Segment Start: DOCUMENT TEXT

SGLang Runtime: Scalable LLM Inference

Updated 12 December 2025

SGLang Runtime is an execution environment and optimization framework that integrates a front-end DSL, graph-tracing compiler, and SGVM runtime for scalable LLM inference.
It features innovative cache strategies like RadixAttention and disk-based LSM-tree storage, ensuring efficient key-value reuse and resource-managed batching.
Adaptive control logic and parallel prompt primitives drive throughput gains, reduced first-token latency, and optimal resource allocation for multi-turn and retrieval-augmented tasks.

SGLang Runtime is an execution environment and optimization framework designed to support the efficient operation of structured LLM programs, emphasizing scalable key-value (KV) cache management, seamless parallelism, prompt program abstraction, and hardware-efficient inference. SGLang runtime integrates a front-end embedded domain-specific language (DSL), a graph-tracing compiler, and a runtime engine featuring novel cache reuse (RadixAttention), resource-managed batching, and production-grade disk-based LSM-tree KV storage for long-context and multi-process scenarios. The runtime accelerates complex reasoning, agent, and retrieval-augmented systems by maximizing KV reuse, coordinating resource allocation, and dynamically adapting to evolving workload characteristics (Zheng et al., 2023, &&&1&&&).

1. Layered System Architecture and Workflow

SGLang runtime incorporates a tripartite architecture: front-end primitives, compiler/tracer, and the SGVM runtime. The interface exposes Python-based prompt programming primitives (gen, select, extend, fork, join, run) to end-users, which are traced during execution to construct a program-specific dataflow graph. The graph executor launches stream executors for each prompt stream, dispatching operations to the underlying SGVM runtime.

The runtime coordinates three major subsystems:

Inference Scheduler: Invokes put_batch, probe, get_batch on the KV store for prompt streams.
Adaptive Controller: Monitors KV usage and tunes LSM-tree parameters (T: size ratio, K: run limit) using dynamic workload analysis.

Segment End: DOCUMENT TEXT
Segment Start: DATA

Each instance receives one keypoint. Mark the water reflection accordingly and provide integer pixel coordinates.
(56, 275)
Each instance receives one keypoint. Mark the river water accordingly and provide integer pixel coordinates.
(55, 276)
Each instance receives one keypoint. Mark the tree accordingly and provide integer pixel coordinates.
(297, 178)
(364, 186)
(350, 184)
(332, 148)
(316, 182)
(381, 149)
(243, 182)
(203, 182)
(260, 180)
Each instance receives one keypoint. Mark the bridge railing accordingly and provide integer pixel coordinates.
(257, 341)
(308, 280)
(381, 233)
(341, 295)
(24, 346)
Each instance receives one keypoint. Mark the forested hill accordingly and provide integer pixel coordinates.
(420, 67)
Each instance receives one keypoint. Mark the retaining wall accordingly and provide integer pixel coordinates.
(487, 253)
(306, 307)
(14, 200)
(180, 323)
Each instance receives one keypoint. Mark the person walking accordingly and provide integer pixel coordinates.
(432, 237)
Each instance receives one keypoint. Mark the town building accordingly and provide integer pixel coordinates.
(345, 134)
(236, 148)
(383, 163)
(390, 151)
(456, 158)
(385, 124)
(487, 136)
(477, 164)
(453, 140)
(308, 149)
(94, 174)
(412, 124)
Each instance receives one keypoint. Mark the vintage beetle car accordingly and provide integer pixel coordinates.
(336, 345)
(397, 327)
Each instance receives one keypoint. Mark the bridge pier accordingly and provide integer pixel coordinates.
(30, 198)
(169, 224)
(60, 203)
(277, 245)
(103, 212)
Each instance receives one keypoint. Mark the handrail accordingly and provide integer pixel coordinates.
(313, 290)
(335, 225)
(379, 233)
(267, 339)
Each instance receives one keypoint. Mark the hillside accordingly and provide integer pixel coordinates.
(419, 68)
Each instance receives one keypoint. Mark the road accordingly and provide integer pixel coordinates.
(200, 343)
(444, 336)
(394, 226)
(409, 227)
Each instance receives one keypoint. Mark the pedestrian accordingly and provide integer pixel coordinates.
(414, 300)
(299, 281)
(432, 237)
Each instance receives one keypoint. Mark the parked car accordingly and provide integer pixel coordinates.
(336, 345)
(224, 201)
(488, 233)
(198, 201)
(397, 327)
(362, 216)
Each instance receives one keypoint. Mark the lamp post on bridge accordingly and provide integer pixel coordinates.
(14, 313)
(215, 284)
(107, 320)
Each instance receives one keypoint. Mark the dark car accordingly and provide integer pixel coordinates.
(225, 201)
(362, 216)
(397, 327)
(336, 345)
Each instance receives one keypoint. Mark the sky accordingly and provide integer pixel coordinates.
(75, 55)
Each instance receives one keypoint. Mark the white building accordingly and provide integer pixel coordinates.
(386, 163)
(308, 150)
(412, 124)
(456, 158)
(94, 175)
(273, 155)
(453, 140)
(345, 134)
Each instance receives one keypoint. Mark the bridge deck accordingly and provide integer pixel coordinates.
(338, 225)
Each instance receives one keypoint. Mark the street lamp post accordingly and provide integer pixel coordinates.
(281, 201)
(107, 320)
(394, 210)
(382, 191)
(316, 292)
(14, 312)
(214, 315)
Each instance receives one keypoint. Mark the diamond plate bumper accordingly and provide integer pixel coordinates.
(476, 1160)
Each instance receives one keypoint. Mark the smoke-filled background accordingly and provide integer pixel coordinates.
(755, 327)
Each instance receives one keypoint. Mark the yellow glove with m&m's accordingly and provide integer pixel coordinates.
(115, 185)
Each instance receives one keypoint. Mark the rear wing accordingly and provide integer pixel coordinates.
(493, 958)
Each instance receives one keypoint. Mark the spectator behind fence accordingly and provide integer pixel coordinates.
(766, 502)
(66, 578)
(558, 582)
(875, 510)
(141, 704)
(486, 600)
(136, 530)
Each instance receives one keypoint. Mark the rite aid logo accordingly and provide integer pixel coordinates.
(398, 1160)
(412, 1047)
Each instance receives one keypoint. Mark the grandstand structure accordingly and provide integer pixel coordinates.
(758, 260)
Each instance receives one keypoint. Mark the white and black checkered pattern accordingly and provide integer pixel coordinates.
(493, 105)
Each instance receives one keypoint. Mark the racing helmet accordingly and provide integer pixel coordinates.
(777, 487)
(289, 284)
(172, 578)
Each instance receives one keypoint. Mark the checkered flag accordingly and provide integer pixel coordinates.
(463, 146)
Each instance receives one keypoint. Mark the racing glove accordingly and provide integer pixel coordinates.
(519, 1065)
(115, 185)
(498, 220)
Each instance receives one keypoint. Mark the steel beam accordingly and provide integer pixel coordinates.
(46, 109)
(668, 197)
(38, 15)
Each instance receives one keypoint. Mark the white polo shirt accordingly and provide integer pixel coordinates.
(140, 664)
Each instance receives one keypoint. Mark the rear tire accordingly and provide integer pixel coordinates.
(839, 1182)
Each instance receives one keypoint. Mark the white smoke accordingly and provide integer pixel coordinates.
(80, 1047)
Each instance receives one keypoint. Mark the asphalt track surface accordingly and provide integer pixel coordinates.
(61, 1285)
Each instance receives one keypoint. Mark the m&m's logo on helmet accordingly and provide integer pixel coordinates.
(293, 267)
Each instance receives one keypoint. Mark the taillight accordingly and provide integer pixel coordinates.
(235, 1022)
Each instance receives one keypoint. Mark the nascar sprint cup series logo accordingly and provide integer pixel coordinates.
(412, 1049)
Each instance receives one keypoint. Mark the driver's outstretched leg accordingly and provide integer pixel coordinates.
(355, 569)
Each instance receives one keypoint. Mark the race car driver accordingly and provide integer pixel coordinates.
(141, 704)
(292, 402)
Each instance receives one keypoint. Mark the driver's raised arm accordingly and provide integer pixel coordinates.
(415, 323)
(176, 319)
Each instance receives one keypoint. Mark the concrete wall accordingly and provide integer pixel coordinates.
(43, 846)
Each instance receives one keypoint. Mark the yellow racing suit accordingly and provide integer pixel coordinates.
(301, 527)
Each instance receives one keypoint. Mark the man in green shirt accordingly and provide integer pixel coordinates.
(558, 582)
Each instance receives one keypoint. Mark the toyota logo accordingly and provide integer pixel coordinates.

Segment End: DATA

**TASK PROMPT:** Retype the stretch of the SGLang Runtime text from "It features innovative" through "and resource-managed batching.", keeping every word and mark as it appears.

**SOLUTION TO THIS EXERCISE:**
It features innovative cache strategies like RadixAttention and disk-based LSM-tree storage, ensuring efficient key-value reuse and resource-managed batching.